## ACTIVITY:
Beginning with the line that has "x=138, y=508", reproduce each remaining line of the data exactly, down to and including the last.
=== Begin Enclosure ===
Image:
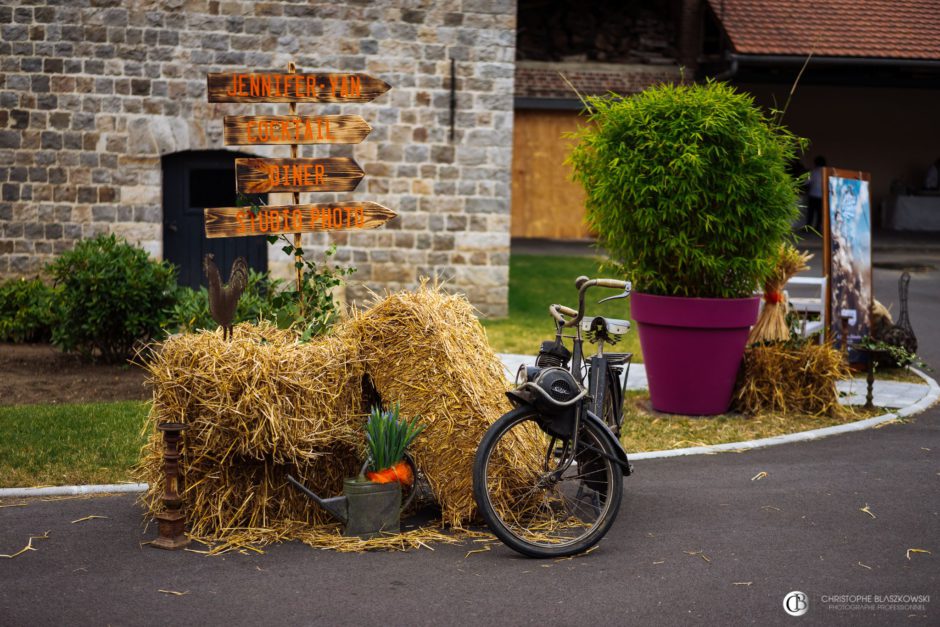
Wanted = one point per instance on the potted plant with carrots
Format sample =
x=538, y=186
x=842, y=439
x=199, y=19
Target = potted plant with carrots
x=371, y=504
x=387, y=438
x=688, y=191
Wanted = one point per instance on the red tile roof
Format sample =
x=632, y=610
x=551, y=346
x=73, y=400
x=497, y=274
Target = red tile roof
x=897, y=29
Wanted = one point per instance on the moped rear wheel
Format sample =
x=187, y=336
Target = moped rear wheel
x=531, y=500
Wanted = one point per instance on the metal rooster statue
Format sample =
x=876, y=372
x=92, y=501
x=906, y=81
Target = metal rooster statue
x=223, y=299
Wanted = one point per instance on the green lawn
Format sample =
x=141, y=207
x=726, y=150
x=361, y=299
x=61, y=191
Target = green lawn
x=537, y=281
x=70, y=444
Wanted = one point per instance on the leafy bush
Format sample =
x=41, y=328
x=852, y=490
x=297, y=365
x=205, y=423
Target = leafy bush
x=257, y=302
x=25, y=311
x=111, y=295
x=687, y=188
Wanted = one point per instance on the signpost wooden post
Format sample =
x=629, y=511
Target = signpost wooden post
x=295, y=175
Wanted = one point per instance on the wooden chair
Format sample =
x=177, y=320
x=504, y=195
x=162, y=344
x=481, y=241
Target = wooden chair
x=811, y=307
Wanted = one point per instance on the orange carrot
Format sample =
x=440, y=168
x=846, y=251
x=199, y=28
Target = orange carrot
x=400, y=472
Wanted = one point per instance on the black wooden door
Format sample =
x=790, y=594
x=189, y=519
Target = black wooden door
x=193, y=181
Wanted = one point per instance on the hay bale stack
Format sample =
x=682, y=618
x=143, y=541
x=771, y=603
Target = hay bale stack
x=262, y=395
x=258, y=406
x=427, y=351
x=784, y=379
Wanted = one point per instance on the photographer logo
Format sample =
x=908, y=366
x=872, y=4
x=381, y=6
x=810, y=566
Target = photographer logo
x=796, y=603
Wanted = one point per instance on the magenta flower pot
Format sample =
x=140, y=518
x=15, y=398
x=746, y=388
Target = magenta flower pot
x=692, y=349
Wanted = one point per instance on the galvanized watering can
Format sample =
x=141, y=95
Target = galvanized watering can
x=367, y=509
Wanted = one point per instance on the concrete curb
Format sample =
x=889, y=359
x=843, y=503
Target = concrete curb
x=931, y=397
x=72, y=490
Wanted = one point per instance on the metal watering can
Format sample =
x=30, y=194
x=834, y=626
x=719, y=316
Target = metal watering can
x=367, y=509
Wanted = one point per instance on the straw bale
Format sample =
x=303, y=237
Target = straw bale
x=427, y=351
x=788, y=379
x=261, y=395
x=245, y=498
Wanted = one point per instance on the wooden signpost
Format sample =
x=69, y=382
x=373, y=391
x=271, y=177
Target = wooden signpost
x=291, y=87
x=242, y=130
x=330, y=174
x=276, y=219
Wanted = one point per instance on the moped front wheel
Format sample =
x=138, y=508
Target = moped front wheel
x=540, y=497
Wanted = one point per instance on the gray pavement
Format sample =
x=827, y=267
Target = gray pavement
x=707, y=540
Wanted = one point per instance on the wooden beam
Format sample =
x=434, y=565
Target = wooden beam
x=243, y=130
x=286, y=87
x=272, y=220
x=330, y=174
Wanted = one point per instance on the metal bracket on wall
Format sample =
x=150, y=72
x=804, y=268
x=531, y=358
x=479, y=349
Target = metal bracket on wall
x=453, y=96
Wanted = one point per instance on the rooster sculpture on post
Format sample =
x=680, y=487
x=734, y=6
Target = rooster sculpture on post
x=223, y=299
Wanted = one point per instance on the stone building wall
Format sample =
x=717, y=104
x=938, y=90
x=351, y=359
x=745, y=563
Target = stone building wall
x=94, y=92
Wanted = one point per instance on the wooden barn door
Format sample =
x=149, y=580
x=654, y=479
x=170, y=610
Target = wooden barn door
x=193, y=181
x=546, y=203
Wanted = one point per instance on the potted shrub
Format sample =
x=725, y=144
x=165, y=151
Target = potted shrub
x=688, y=191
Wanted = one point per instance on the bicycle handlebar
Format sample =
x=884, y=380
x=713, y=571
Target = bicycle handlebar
x=583, y=283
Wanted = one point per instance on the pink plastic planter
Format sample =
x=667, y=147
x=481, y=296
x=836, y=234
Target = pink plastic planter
x=692, y=348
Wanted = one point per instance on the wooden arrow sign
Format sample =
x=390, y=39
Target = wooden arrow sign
x=332, y=174
x=287, y=87
x=271, y=220
x=295, y=129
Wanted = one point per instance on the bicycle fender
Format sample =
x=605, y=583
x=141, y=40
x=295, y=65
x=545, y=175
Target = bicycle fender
x=619, y=453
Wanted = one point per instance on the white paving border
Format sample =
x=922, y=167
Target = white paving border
x=933, y=393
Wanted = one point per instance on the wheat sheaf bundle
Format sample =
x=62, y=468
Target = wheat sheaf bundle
x=771, y=325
=== End Enclosure ===
## FINISHED TASK:
x=138, y=508
Target = moped front wheel
x=540, y=497
Wanted = one point per instance on the gray pavement
Format sample =
x=827, y=267
Target = gray pavement
x=707, y=540
Wanted = one point per instance on the wooden beam
Format sample =
x=434, y=565
Target = wooden beam
x=243, y=130
x=286, y=87
x=272, y=220
x=330, y=174
Wanted = one point per instance on the metal bracket on wall
Format sample =
x=150, y=72
x=804, y=268
x=531, y=358
x=479, y=349
Target = metal bracket on wall
x=453, y=96
Wanted = one point per instance on the rooster sculpture on post
Format sample =
x=680, y=487
x=734, y=6
Target = rooster sculpture on post
x=223, y=299
Wanted = one point per instance on the stone building wall
Format sample =
x=717, y=104
x=938, y=90
x=351, y=359
x=745, y=563
Target = stone building wall
x=94, y=92
Wanted = one point per instance on the wooden barn door
Format sample =
x=149, y=580
x=654, y=479
x=170, y=610
Target = wooden barn door
x=193, y=181
x=546, y=203
Wanted = one point per instance on the potted shrub
Format sample =
x=725, y=144
x=165, y=151
Target = potted shrub
x=688, y=191
Wanted = one point per instance on the bicycle handlebar
Format sample =
x=884, y=380
x=713, y=571
Target = bicycle handlebar
x=583, y=283
Wanted = one point per instance on the pink plastic planter
Format sample =
x=667, y=147
x=481, y=296
x=836, y=234
Target = pink plastic planter
x=692, y=348
Wanted = one point per instance on the wooden arrow sign
Format sample =
x=390, y=39
Target = wooden arrow sign
x=332, y=174
x=287, y=87
x=271, y=220
x=295, y=129
Wanted = one point per instance on the bicycle fender
Format sample =
x=605, y=583
x=141, y=40
x=295, y=65
x=545, y=175
Target = bicycle fender
x=619, y=453
Wanted = one point per instance on the white paving border
Format sample =
x=922, y=167
Target = white paving border
x=933, y=393
Wanted = one point per instance on the wheat sheaf bundle
Format sample =
x=62, y=468
Target = wheat sheaf bundle
x=771, y=325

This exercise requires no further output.